Homework 5: Number Theory

Problem 1
 

Find all positive integers \( n \) such that \( n(n+1) \) is a perfect square.

Problem 2
 

Assume that \( x \) and \( y \) are non-negative integers such that \( 15x+11y \) is divisible by \( 37 \). Prove that \( 7x+15y \) is divisible by \( 37 \).

Problem 3
 

There are \( n \) books in a library. If books are to be arranged in boxes with \( 7 \) books in each box, then \( 5 \) books remain. If they are arranged with \( 9 \) books in each box, then \( 3 \) books remain, and if they are arranged with \( 11 \) books in each box, then \( 7 \) books remain. What is the smallest possible value for \( n \).

Problem 4
 

Assume that \( n_1 \), \( n_2 \), \( \dots \), \( n_k \) are positive integers whose greatest common divisor is equal to \( d \). Prove that there exist integers \( \alpha_1 \), \( \alpha_2 \), \( \dots \), \( \alpha_k \) such that \[ \alpha_1n_1+\alpha_2n_2+\cdots+\alpha_kn_k=d.\]

Problem 5
 

Let \( n\geq 3 \) be an odd integer. Prove that every integer \( l \) satisfying \( 1\leq l\leq n \) can be represented as a sum or difference of two integers each of which is less than \( n \) and relatively prime to \( n \).

#####

EXERCISE TASK:
Which problems in the number theory homework ask for a proof? List every one. The stored records aren't needed for any of this work.

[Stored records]
#####

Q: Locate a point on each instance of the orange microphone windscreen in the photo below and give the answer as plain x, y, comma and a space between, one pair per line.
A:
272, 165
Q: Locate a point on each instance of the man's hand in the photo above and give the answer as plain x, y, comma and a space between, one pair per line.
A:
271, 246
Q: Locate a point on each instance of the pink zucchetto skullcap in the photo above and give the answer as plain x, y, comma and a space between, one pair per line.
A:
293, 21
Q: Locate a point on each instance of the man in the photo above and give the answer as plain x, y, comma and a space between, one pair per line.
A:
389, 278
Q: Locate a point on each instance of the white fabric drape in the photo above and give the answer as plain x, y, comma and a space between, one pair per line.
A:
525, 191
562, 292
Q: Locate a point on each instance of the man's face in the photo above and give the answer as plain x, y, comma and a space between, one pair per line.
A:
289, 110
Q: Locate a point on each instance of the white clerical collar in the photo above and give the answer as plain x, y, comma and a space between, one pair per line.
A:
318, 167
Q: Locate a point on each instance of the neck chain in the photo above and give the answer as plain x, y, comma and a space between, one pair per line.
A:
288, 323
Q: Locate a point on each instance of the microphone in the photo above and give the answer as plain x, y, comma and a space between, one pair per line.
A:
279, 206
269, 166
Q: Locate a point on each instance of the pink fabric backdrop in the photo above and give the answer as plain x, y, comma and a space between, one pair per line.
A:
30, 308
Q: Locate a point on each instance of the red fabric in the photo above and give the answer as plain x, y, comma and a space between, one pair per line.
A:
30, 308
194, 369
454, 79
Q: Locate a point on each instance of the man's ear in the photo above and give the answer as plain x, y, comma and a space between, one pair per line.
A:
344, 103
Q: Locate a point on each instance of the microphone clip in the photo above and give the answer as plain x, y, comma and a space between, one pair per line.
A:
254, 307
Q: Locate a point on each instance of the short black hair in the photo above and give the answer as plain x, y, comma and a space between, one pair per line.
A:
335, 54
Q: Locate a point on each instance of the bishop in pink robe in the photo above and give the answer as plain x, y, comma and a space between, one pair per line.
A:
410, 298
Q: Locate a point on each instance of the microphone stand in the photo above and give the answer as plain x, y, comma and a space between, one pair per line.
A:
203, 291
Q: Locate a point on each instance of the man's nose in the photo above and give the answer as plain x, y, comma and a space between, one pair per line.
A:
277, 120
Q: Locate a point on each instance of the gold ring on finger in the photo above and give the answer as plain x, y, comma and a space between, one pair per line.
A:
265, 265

#####

ANSWER TO THIS EXERCISE:
Problem 2, Problem 4, Problem 5